── TEXTO FORNECIDO
Petrus Hispanus ou Pedro Hispano

Pedro Hispano, ou Pedro Julião, nasceu em Lisboa em 1216, ou em 1218, segundo outras fontes. Foi bispo de Túsculo e mais tarde tornou-se Papa, adoptando o nome de João XXI. É legítimo considerá-lo como o primeiro médico a ter lidado com problemas urológicos na sua obra. Enquanto médico e filósofo português do século XIII, ganhou notoriedade pelos seus tratados de medicina, o melhor dos quais foi “Thesaurum Pauperum” (Tesouro dos Pobres), publicado em Antuérpia em 1497 e várias vezes reeditado. Desconhece-se se a versão original foi redigida em italiano ou em latim, mas foi provavelmente em latim, já que esta era a língua franca entre os eruditos da época.

É-lhe igualmente atribuída a autoria de mais três livros publicados em Lião em 1515: “De Diaetis Universalibus”, “De Diaetis Particularibus” e “De Urinis”. Estas obras constituem uma farmacopeia medieval. Contudo, foi o seu “Thesaurus Pauperum” o mais divulgado, como pode constatar-se pelo número de traduções realizadas: 5 para inglês, 9 para português, 13 para italiano, 17 para francês e 24 para espanhol. Chegaram a ser publicadas várias edições desta obra em Portugal (Lisboa, Braga e Coimbra), Inglaterra (Londres), Itália (Veneza e Florença), França (Paris) e Espanha (Sevilha). Faleceu em 1275, durante o oitavo mês do seu pontificado, sob o reinado do Imperador Rodolfo I, tendo sido sepultado em Viterbo.

João Genovez e António Barroso

Em 1430, sob o reinado de D. João I, exigiu-se que os médicos se submetessem a um exame e fossem aprovados por Mestre Martinho, Físico-Mor do reino, para que fossem autorizados a praticar a sua profissão. Em 1445, foram introduzidas disposições similares para os cirurgiões sob a autoridade do Cirurgião-Mor.
────
── DADOS FORNECIDOS
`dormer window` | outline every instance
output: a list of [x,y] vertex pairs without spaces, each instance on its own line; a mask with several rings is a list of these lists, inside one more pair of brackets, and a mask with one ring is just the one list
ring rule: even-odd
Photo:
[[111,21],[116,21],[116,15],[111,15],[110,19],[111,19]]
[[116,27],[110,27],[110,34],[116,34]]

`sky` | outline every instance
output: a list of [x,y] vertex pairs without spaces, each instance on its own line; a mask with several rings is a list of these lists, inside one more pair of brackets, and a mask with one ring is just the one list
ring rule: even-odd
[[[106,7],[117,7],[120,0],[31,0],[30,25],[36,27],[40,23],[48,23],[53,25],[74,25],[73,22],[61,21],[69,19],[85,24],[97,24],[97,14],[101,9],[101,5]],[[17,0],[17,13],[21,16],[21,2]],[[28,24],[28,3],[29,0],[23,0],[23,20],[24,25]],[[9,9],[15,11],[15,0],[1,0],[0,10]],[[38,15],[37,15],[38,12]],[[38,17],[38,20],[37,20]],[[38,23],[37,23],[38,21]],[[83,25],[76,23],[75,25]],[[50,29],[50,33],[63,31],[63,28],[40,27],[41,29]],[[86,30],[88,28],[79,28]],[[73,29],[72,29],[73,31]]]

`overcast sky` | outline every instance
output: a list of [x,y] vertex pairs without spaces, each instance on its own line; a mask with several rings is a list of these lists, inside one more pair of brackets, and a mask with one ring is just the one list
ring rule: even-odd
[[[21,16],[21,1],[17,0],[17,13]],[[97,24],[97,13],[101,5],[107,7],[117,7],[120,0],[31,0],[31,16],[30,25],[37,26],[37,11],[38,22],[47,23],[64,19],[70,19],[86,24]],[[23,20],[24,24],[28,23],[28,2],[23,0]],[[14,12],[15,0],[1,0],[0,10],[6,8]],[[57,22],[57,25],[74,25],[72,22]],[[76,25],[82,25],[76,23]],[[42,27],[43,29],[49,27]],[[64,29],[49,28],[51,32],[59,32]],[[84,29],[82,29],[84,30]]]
────
#### TAREFA:
Indique todas as línguas para as quais, segundo o texto sobre Pedro Hispano, o "Tesouro dos Pobres" foi traduzido, com o número de traduções de cada uma. A listagem é um material à parte, independente do texto sobre Pedro Hispano.

#### RESOLUÇÃO ESCRITA:
Inglês (5), português (9), italiano (13), francês (17) e espanhol (24).